** DATA PROVIDED follows **

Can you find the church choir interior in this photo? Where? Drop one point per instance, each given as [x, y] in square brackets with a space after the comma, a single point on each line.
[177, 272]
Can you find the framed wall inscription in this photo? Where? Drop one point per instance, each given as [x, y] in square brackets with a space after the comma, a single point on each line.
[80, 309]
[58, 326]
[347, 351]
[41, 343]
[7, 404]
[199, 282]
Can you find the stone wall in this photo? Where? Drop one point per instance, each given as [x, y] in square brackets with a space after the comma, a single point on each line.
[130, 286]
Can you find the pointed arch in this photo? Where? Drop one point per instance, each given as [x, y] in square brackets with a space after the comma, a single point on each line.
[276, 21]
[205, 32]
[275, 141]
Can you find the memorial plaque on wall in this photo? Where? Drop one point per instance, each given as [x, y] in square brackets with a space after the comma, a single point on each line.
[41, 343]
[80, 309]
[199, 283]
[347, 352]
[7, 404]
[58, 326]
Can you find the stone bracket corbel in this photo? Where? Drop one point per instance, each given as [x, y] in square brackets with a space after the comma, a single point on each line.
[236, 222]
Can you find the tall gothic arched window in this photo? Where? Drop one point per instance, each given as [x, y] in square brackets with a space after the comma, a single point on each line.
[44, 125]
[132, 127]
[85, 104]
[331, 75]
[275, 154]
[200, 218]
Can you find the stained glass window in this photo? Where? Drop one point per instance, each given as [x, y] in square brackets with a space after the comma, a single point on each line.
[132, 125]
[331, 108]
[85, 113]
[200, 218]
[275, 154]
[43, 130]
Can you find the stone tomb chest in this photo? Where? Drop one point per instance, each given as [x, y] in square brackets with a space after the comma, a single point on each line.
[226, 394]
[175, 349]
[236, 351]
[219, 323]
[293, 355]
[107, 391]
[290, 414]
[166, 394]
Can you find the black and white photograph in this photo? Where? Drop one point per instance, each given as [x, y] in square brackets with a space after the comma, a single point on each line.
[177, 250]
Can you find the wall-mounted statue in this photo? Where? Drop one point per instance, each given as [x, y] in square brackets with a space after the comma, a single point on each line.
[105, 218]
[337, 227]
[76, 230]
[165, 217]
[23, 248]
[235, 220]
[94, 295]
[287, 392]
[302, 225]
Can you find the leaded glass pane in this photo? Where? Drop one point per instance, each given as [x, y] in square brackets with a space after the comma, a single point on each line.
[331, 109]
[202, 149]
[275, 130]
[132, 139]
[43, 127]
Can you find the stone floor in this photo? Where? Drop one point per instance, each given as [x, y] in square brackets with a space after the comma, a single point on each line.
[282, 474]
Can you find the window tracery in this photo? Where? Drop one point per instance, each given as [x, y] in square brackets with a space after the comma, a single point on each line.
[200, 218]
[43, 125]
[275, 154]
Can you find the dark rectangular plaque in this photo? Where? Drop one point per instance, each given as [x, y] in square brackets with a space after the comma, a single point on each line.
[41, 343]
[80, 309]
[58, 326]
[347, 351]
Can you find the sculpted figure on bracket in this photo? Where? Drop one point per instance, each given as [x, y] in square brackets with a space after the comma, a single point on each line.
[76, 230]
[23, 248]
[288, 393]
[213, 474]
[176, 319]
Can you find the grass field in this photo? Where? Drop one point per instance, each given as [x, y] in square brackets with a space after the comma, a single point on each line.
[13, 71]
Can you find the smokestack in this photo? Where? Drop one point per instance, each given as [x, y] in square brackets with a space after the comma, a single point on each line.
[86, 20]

** End of DATA PROVIDED **

TRY IT:
Write the entries out again verbatim, every one of them.

TASK SOLUTION:
Can you find the church choir interior in this photo? Where? Drop one point per instance, each given as [x, y] in square brackets with a space after the comma, a single point on each line.
[177, 272]
Can you find the framed wall inscription in this photo? Where? Drop one point per instance, each given as [x, y] in square brackets with a space after the comma, a single point on each line.
[80, 309]
[58, 326]
[347, 351]
[41, 343]
[7, 404]
[199, 282]
Can you find the stone wall in this photo? Where? Drop one point per instance, each given as [x, y] in square brackets with a space after the comma, a single point on each line.
[130, 286]
Can you find the pointed arch in this photo? Where? Drop one point per instance, each given as [x, y] in square brackets with a space after the comma, a single point on each line.
[276, 21]
[205, 32]
[275, 141]
Can you find the memorial plaque on wall in this photo? Where? Drop one point per instance, each given as [x, y] in square brackets with a space after the comma, a single point on each line.
[41, 343]
[80, 309]
[199, 283]
[347, 352]
[7, 404]
[58, 326]
Can you find the stone bracket corbel in this photo? Where? Drop one point per instance, each given as [x, y] in square brackets with a space after the comma, a single point on each line.
[236, 222]
Can you find the tall gothic arched window in this photo? Where? Drop one point per instance, each given as [x, y] in square brackets with a space after the comma, a single point on each line.
[44, 125]
[132, 127]
[85, 104]
[331, 75]
[275, 154]
[200, 218]
Can you find the stained glass window in this photo? Where? Drop one point per instance, each given as [x, y] in square brackets with a space after the comma, a single point on each line.
[132, 125]
[331, 108]
[85, 113]
[200, 218]
[275, 154]
[43, 130]
Can you find the stone tomb chest in this photo? Where? Drop one point per instance, each given as [x, y] in square brackets with a space after the comma, a single point on each line.
[226, 394]
[175, 349]
[236, 351]
[219, 323]
[293, 355]
[107, 391]
[290, 414]
[166, 394]
Can you find the black and white photograph in this photo? Where? Drop one point per instance, each given as [x, y] in square brackets with a space after the comma, a single point on each line.
[177, 250]
Can you find the wall-mounted statue in this photo? Where? Drop one point per instance, each given as [x, y] in square brackets with a space after the comma, a single point on each line.
[105, 218]
[337, 227]
[76, 230]
[165, 217]
[23, 248]
[235, 220]
[94, 295]
[287, 392]
[302, 225]
Can you find the leaded glass pane in this photo? Where? Drop one point per instance, each given as [x, y] in square brackets with a space after the comma, a single point on each line.
[331, 109]
[202, 149]
[275, 130]
[132, 139]
[43, 127]
Can you find the stone floor in this photo? Where? Drop one point per instance, each given as [x, y] in square brackets with a space after the comma, a single point on each line.
[282, 474]
Can you find the window tracery in this photo? Where? Drop one point per instance, each given as [x, y] in square brackets with a space after the comma, a single point on each line.
[200, 218]
[43, 125]
[275, 154]
Can you find the dark rectangular plaque in this photo? Where? Drop one point per instance, each given as [x, y] in square brackets with a space after the comma, a single point on each line.
[41, 343]
[80, 309]
[58, 326]
[347, 351]
Can you find the sculpted figure on bracket in this photo? Where? Drop one point per instance, each given as [x, y] in square brackets with a space after the comma, a single point on each line.
[76, 230]
[23, 248]
[288, 393]
[213, 474]
[176, 319]
Can you find the grass field in this photo? Where? Drop one point per instance, each given as [x, y] in square brackets with a space after the comma, a single point on each line.
[13, 71]
Can you find the smokestack in this photo? Where? Drop one point per instance, each given as [x, y] in square brackets with a space after the comma, a single point on each line.
[86, 20]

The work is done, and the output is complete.